#### [GIVEN TASK]
Reproduce the material verbatim, everything from its first line down to the line containing "x=219, y=248", with both of those lines included. Leave the pictures out of your answer.

#### [RECORDS PROVIDED]

○ ○ ○ ○

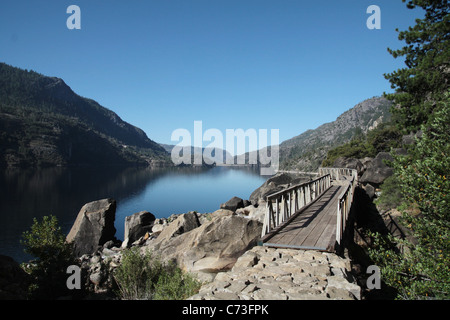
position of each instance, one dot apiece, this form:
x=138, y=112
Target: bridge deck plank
x=315, y=228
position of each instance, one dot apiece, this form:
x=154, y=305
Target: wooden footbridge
x=311, y=215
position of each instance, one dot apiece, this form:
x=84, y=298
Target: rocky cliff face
x=44, y=123
x=306, y=151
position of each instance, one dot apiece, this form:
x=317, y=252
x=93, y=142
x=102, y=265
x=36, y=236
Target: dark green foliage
x=142, y=276
x=46, y=242
x=420, y=268
x=380, y=139
x=427, y=56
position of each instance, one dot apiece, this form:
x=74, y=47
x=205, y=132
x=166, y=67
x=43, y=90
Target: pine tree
x=427, y=58
x=420, y=268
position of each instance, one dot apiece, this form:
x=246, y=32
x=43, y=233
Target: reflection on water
x=62, y=192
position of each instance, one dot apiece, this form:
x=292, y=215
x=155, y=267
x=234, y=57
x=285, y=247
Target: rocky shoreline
x=219, y=248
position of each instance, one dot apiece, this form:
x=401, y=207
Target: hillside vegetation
x=44, y=123
x=306, y=151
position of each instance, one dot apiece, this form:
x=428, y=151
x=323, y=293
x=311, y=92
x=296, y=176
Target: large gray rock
x=184, y=223
x=138, y=225
x=214, y=246
x=93, y=227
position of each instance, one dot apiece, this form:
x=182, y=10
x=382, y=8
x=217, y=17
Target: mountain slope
x=44, y=123
x=306, y=151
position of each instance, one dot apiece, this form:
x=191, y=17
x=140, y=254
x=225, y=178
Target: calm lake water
x=25, y=194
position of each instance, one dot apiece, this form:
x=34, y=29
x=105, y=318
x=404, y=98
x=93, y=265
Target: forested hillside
x=44, y=123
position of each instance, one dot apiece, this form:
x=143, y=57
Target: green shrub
x=141, y=276
x=391, y=195
x=46, y=242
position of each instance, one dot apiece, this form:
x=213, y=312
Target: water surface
x=25, y=194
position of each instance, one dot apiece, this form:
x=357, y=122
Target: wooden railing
x=338, y=173
x=291, y=200
x=345, y=200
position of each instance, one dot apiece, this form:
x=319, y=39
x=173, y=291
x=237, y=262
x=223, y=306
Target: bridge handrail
x=345, y=200
x=337, y=173
x=293, y=199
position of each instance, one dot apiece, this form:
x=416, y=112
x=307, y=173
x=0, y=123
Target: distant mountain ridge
x=44, y=123
x=306, y=151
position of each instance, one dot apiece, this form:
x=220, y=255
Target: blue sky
x=290, y=65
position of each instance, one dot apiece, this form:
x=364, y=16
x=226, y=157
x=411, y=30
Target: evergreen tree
x=420, y=268
x=427, y=57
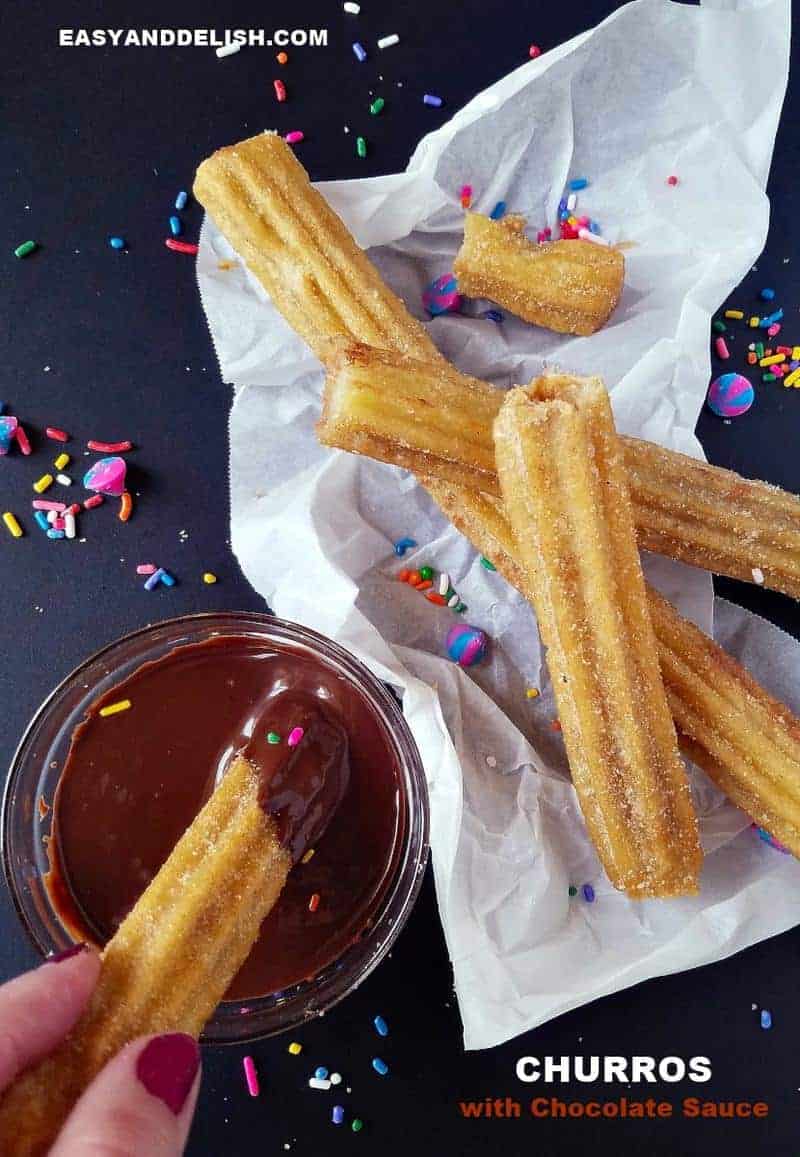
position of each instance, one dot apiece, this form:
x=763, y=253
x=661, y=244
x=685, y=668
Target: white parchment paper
x=659, y=88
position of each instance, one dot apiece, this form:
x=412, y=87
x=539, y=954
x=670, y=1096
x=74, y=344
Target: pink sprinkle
x=251, y=1076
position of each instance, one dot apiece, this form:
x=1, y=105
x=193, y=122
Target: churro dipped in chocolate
x=175, y=955
x=433, y=420
x=298, y=248
x=566, y=286
x=564, y=487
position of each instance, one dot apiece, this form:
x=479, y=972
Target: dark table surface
x=97, y=141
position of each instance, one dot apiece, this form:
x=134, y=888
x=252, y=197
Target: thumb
x=142, y=1102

○ ○ ○ ○

#### [IN RESPONSE]
position of each instance, one dot apiece, this form:
x=138, y=112
Target: bridge deck plank
x=315, y=228
position of each instance, one dot apiece, this form:
x=154, y=305
Target: wooden footbridge
x=311, y=215
position of each instance, one dot apiece, this form:
x=84, y=298
Target: rocky cliff face
x=44, y=123
x=306, y=151
position of each instance, one dot apiece, this form:
x=317, y=252
x=93, y=142
x=102, y=265
x=36, y=236
Target: dark green foliage
x=142, y=276
x=46, y=242
x=420, y=268
x=380, y=139
x=427, y=56
position of each instance, one dot apiece, this form:
x=74, y=47
x=205, y=132
x=166, y=67
x=43, y=90
Target: pine tree
x=427, y=58
x=420, y=268
position of each instance, one dot apiece, this form:
x=246, y=32
x=43, y=233
Target: reflection on water
x=62, y=192
position of each instance, one dot apiece, this form:
x=292, y=215
x=155, y=267
x=234, y=57
x=285, y=247
Target: rocky shoreline
x=219, y=248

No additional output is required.